What is needed:
Reproduce every one of the following rows character for character, with no changes.
○ ○ ○
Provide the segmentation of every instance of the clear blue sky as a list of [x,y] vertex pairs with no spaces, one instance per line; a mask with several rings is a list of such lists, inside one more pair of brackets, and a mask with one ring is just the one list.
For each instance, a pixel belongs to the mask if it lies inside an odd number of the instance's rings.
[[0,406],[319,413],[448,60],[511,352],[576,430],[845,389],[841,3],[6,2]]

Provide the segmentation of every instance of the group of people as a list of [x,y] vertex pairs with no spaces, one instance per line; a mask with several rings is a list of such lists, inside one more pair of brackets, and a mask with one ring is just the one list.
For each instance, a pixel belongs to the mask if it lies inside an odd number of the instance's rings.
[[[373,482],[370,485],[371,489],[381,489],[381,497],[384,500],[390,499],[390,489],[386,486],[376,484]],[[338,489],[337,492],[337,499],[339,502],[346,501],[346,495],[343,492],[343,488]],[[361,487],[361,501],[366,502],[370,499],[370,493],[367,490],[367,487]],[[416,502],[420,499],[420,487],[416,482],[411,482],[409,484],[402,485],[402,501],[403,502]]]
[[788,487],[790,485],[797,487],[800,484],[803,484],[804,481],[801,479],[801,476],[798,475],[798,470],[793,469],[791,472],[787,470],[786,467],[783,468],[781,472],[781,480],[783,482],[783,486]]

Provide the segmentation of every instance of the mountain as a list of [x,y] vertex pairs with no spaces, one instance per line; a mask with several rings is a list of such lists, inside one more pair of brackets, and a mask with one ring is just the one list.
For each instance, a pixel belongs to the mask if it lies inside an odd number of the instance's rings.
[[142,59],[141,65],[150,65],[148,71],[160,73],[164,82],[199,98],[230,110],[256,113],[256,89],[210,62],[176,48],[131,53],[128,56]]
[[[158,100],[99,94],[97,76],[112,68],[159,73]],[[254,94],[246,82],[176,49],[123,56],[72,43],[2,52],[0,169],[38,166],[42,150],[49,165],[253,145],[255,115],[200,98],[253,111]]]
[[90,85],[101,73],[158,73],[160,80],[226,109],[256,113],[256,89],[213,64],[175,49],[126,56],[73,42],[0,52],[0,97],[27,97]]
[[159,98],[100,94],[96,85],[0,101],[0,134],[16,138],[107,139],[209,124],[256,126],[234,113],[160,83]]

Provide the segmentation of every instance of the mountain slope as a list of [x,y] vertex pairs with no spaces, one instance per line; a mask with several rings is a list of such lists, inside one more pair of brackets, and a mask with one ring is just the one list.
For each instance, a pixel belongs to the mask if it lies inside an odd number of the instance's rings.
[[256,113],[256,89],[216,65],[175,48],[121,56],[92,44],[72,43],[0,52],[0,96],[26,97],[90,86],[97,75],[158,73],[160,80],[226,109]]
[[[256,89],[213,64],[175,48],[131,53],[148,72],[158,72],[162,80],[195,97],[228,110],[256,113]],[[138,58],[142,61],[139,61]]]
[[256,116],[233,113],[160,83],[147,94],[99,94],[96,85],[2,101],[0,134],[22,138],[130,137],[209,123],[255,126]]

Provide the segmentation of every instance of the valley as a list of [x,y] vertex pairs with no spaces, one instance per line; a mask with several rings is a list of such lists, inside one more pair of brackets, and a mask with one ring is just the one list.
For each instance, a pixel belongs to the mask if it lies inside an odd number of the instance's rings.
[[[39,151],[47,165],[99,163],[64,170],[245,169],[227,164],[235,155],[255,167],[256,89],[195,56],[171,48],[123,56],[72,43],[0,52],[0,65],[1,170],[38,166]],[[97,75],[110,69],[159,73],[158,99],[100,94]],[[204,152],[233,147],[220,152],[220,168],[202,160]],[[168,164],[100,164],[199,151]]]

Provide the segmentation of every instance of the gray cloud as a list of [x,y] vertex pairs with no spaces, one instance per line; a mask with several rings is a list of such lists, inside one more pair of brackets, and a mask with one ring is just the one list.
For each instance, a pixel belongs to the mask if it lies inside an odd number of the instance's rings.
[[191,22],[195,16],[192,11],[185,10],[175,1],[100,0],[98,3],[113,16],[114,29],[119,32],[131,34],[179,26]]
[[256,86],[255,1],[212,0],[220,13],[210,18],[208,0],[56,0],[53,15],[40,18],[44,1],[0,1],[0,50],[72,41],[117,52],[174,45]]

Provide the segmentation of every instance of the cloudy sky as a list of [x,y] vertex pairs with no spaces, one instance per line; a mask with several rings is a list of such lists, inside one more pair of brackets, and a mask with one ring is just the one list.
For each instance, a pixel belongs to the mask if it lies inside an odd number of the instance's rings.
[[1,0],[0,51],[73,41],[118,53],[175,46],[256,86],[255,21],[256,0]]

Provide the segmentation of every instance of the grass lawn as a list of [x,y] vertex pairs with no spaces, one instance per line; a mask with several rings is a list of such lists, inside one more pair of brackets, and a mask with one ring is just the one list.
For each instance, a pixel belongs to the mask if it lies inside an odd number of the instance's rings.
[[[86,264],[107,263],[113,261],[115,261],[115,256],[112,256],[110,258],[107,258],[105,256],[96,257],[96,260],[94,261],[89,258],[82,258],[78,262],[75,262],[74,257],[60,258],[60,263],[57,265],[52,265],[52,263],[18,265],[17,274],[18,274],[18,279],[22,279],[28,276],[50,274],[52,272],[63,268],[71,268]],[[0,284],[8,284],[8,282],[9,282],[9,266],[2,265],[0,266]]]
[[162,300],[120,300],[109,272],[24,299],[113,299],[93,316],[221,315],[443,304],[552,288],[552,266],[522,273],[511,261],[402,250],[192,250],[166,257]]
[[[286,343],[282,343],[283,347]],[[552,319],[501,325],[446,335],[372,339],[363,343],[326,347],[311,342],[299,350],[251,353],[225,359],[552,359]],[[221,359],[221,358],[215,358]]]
○ ○ ○
Problem solution:
Provide the segmentation of every instance of the clear blue sky as a list of [x,y] vertex pairs with no spaces, one instance per line; a mask with several rings is a list of such lists, inside one more pair of brackets, and a mask with one ring is just the one list.
For each instance, a pixel belongs to the mask if it lies inside an odd number of the instance's rings.
[[0,406],[319,413],[448,60],[511,352],[576,430],[845,389],[841,3],[6,2]]

Provide the segmentation of every instance of the group of people as a list of [x,y] vertex pairs with no spaces, one instance per line; a mask with several rings is a list of such lists, inside one more pair of brackets, and a mask with one ring is just the one list.
For each instance, a pixel belongs to the mask if it lies inside an odd number of the instance's rings.
[[[373,482],[370,485],[371,489],[381,489],[381,497],[384,500],[390,499],[390,489],[386,486],[376,484]],[[338,489],[337,492],[337,499],[339,502],[346,501],[346,495],[343,492],[343,488]],[[361,487],[361,501],[366,502],[370,499],[370,493],[367,490],[367,487]],[[416,502],[420,499],[420,487],[416,482],[411,482],[409,484],[402,485],[402,501],[403,502]]]
[[788,487],[790,485],[797,487],[800,484],[803,484],[804,481],[801,479],[801,476],[798,475],[798,470],[793,469],[791,472],[787,470],[786,467],[783,468],[781,472],[781,480],[783,482],[783,486]]

Provide the segmentation of every instance of the mountain as a list of [x,y] vertex pairs with no spaces, one instance per line; a mask with several rings is a list of such lists, inside one more pair of brackets, and a mask with one ring is just the one list.
For each instance, a pixel belongs to the mask if it lies inside an odd number of the instance's rings.
[[142,59],[141,65],[150,65],[148,71],[160,73],[164,82],[199,98],[230,110],[256,113],[256,89],[210,62],[176,48],[131,53],[128,56]]
[[[158,100],[99,94],[97,76],[112,68],[159,73]],[[254,94],[246,82],[176,49],[123,56],[72,43],[2,52],[0,169],[38,166],[42,150],[49,165],[253,145],[255,115],[200,98],[253,111]]]
[[90,85],[101,73],[158,73],[160,80],[226,109],[256,113],[256,89],[213,64],[175,49],[126,56],[73,42],[0,52],[0,97],[27,97]]
[[159,98],[100,94],[96,85],[0,101],[0,134],[16,138],[107,139],[209,124],[256,126],[234,113],[160,83]]

Provide the segmentation of every instance of the mountain slope as a list of [x,y] vertex pairs with no spaces, one instance per line; a mask with several rings is a list of such lists, inside one more pair of brackets, and a mask with one ring is just the one list.
For each instance, a pixel belongs to the mask if it lies inside an odd number of the instance's rings.
[[256,113],[256,89],[216,65],[175,48],[121,56],[92,44],[72,43],[0,52],[0,96],[26,97],[90,86],[97,75],[158,73],[160,80],[226,109]]
[[[256,89],[213,64],[175,48],[131,53],[148,72],[158,72],[162,80],[195,97],[228,110],[256,113]],[[138,58],[142,61],[139,61]]]
[[256,116],[233,113],[160,83],[147,94],[99,94],[96,85],[2,101],[0,134],[22,138],[130,137],[209,123],[255,126]]

Provide the segmentation of every instance of the valley as a list of [x,y] vertex pairs with no spaces, one instance per line; a mask with several rings is a list of such lists, inside one more pair of brackets, and a mask with one ring is just the one list.
For each instance, a pixel belongs to the mask if it lies inside an odd number of the instance's rings.
[[[39,151],[47,165],[99,163],[64,170],[245,169],[227,164],[235,155],[255,167],[256,89],[195,56],[171,48],[123,56],[72,43],[0,52],[0,65],[1,170],[38,166]],[[97,75],[110,69],[159,73],[158,99],[100,94]],[[204,152],[233,147],[220,152],[220,168],[202,160]],[[168,164],[100,164],[199,151]]]

Provide the segmentation of every instance of the gray cloud as a list of [x,y] vertex pairs with no spaces, one instance per line; a mask with several rings is a list of such lists, inside one more pair of brackets, and a mask with one ring is just the one list.
For each instance, a pixel belongs to the mask if it lies inside an odd number of the instance's rings.
[[191,22],[195,16],[192,11],[185,10],[175,1],[100,0],[98,3],[113,16],[114,29],[119,32],[131,34],[179,26]]
[[256,86],[255,1],[212,0],[220,13],[210,18],[208,0],[56,0],[53,15],[40,18],[44,1],[0,1],[0,50],[72,41],[117,52],[174,45]]

Provide the segmentation of every instance of the cloudy sky as a list of [x,y] vertex pairs with no spaces, one instance per line; a mask with several rings is a list of such lists, inside one more pair of brackets, and a mask with one ring is just the one list.
For each instance, a pixel belongs to the mask if it lies inside an odd number of the instance's rings.
[[1,0],[0,51],[73,41],[118,53],[175,46],[256,86],[255,21],[256,0]]

Provide the segmentation of every instance of the grass lawn as a list of [x,y] vertex pairs with no spaces, one instance per line; a mask with several rings is a list of such lists, inside one more pair of brackets, and a mask with one ring is just the one list.
For each instance, a pixel belongs to the mask if it lies inside an odd number of the instance's rings.
[[[86,264],[107,263],[113,261],[115,261],[115,256],[112,256],[110,258],[107,258],[105,256],[96,257],[96,260],[94,261],[89,258],[82,258],[78,262],[75,262],[74,257],[60,258],[60,263],[57,265],[52,265],[52,263],[18,265],[17,274],[18,274],[18,279],[22,279],[28,276],[50,274],[52,272],[63,268],[71,268]],[[0,284],[8,284],[8,282],[9,282],[9,266],[2,265],[0,266]]]
[[162,300],[120,300],[109,272],[24,299],[113,299],[93,316],[221,315],[443,304],[552,288],[552,266],[522,273],[511,261],[402,250],[192,250],[166,257]]
[[[286,343],[282,343],[283,347]],[[552,319],[501,325],[446,335],[372,339],[363,343],[326,347],[311,342],[299,350],[251,353],[225,359],[552,359]],[[221,359],[221,358],[215,358]]]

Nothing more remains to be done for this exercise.